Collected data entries
==========

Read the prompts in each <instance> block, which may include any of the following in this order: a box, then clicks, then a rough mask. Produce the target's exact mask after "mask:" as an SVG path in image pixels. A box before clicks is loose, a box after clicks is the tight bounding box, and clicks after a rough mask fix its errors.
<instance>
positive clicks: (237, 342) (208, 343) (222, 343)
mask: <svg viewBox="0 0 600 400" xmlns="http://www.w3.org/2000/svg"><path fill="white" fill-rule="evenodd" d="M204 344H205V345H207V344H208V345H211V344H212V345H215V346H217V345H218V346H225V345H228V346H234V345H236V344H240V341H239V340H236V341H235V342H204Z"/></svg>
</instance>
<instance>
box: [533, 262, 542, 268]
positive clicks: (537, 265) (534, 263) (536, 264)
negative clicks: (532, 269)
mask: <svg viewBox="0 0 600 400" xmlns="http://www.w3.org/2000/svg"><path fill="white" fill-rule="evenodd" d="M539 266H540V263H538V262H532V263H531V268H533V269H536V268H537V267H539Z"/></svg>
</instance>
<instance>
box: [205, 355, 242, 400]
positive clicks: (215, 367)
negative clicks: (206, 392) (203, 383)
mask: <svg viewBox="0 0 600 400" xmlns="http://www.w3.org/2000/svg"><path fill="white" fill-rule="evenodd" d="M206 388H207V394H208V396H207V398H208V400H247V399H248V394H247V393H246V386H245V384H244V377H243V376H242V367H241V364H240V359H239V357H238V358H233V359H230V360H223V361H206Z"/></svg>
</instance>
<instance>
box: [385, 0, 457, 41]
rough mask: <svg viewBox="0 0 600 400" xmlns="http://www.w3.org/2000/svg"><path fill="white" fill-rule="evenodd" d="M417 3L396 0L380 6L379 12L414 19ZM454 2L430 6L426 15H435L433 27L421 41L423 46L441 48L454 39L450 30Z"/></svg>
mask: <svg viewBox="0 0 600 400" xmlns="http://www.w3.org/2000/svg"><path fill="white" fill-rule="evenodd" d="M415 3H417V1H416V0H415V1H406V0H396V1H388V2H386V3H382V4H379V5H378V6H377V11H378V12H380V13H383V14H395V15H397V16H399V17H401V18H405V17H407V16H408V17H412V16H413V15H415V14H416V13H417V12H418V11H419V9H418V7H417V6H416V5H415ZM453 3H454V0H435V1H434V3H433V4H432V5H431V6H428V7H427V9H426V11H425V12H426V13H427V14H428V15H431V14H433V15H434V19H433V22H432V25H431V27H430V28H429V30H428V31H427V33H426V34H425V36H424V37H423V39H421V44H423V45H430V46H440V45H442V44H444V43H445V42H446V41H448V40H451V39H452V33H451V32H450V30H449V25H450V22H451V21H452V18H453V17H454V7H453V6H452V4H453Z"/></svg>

==========

Work required:
Could you restate word for word the lines above from the one containing "box: [205, 355, 242, 400]" through the one containing "box: [385, 0, 457, 41]", both included, and nothing else?

Output:
box: [205, 355, 242, 400]
positive clicks: (215, 367)
negative clicks: (206, 392) (203, 383)
mask: <svg viewBox="0 0 600 400" xmlns="http://www.w3.org/2000/svg"><path fill="white" fill-rule="evenodd" d="M206 388H207V394H208V396H207V398H208V400H247V399H248V394H247V393H246V386H245V384H244V377H243V376H242V367H241V364H240V359H239V357H238V358H233V359H230V360H223V361H206Z"/></svg>
</instance>
<instance>
box: [385, 0, 457, 41]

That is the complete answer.